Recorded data
________________

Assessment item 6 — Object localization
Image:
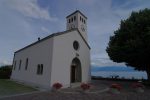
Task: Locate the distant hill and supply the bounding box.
[91,66,136,72]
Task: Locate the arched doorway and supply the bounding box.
[70,58,81,83]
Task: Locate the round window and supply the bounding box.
[73,41,79,50]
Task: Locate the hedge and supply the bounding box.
[0,65,12,79]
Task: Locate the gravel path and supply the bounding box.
[1,80,150,100]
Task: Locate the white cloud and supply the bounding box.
[111,0,150,19]
[7,0,57,21]
[77,0,97,5]
[91,57,125,67]
[0,60,11,66]
[0,0,150,68]
[41,27,50,33]
[89,0,150,67]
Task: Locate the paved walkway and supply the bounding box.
[0,80,150,100]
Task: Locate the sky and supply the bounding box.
[0,0,150,67]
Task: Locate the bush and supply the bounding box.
[110,83,122,91]
[80,83,91,91]
[0,65,12,79]
[52,82,63,90]
[142,80,150,87]
[131,82,144,88]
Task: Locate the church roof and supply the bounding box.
[15,29,90,53]
[66,10,87,19]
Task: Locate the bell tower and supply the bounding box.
[66,10,87,41]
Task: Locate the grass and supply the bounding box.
[0,79,37,97]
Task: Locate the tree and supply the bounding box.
[0,65,12,79]
[106,8,150,81]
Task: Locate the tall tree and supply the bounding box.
[106,8,150,80]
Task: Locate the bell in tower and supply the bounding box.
[66,10,87,40]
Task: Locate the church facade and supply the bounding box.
[11,10,91,89]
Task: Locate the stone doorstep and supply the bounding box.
[70,82,81,88]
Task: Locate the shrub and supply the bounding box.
[110,83,122,91]
[0,65,12,79]
[132,82,144,88]
[80,83,91,91]
[52,82,63,90]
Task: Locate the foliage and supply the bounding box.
[80,83,91,91]
[106,8,150,80]
[52,82,63,90]
[0,65,12,79]
[110,83,122,91]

________________

:: Work to complete ::
Pictures stay out; copy every entry above exactly.

:: Solution for this exercise ::
Assessment item 6 — Object localization
Image:
Task: Locate the distant hill and supply the bounding box.
[91,66,136,72]
Task: Locate the arched doorway and supply the bounding box.
[70,58,81,83]
Task: Locate the round window and supply the bounding box.
[73,41,79,50]
Task: Locate the hedge and supply the bounding box.
[0,65,12,79]
Task: Locate the gravel path and supply the bounding box.
[1,80,150,100]
Task: Locate the white cloud and supply the bounding box.
[111,0,150,19]
[7,0,57,21]
[77,0,97,5]
[91,57,125,67]
[0,60,11,66]
[0,0,150,68]
[41,27,50,33]
[89,0,150,67]
Task: Locate the paved walkway and supply the bounding box.
[0,80,150,100]
Task: Locate the sky and supply the bounding box.
[0,0,150,67]
Task: Locate the bush and supply the bounding box.
[110,83,122,91]
[80,83,91,91]
[0,65,12,79]
[52,82,63,90]
[142,80,150,87]
[131,82,144,88]
Task: Locate the church roof and supply the bounding box.
[15,29,90,53]
[66,10,87,19]
Task: Locate the bell tower and supply the bounding box.
[66,10,87,41]
Task: Locate the grass and supply the bounding box.
[0,79,37,97]
Task: Locate the tree and supply the bounding box.
[0,65,12,79]
[106,8,150,81]
Task: Locate the tall tree and supply the bounding box.
[106,8,150,80]
Task: Locate the bell in tower and supply the bounding box.
[66,10,87,40]
Task: Locate the church facade and supply the bounding box.
[11,10,91,89]
Task: Locate the stone doorstep and supply the bounding box.
[70,82,81,88]
Task: Locate the shrub and supply the bounding box.
[110,83,122,91]
[0,65,12,79]
[132,82,144,88]
[80,83,91,91]
[52,82,63,90]
Task: Locate the foliage and supply the bounding box.
[80,83,91,91]
[106,8,150,80]
[52,82,63,90]
[0,65,12,79]
[110,83,122,91]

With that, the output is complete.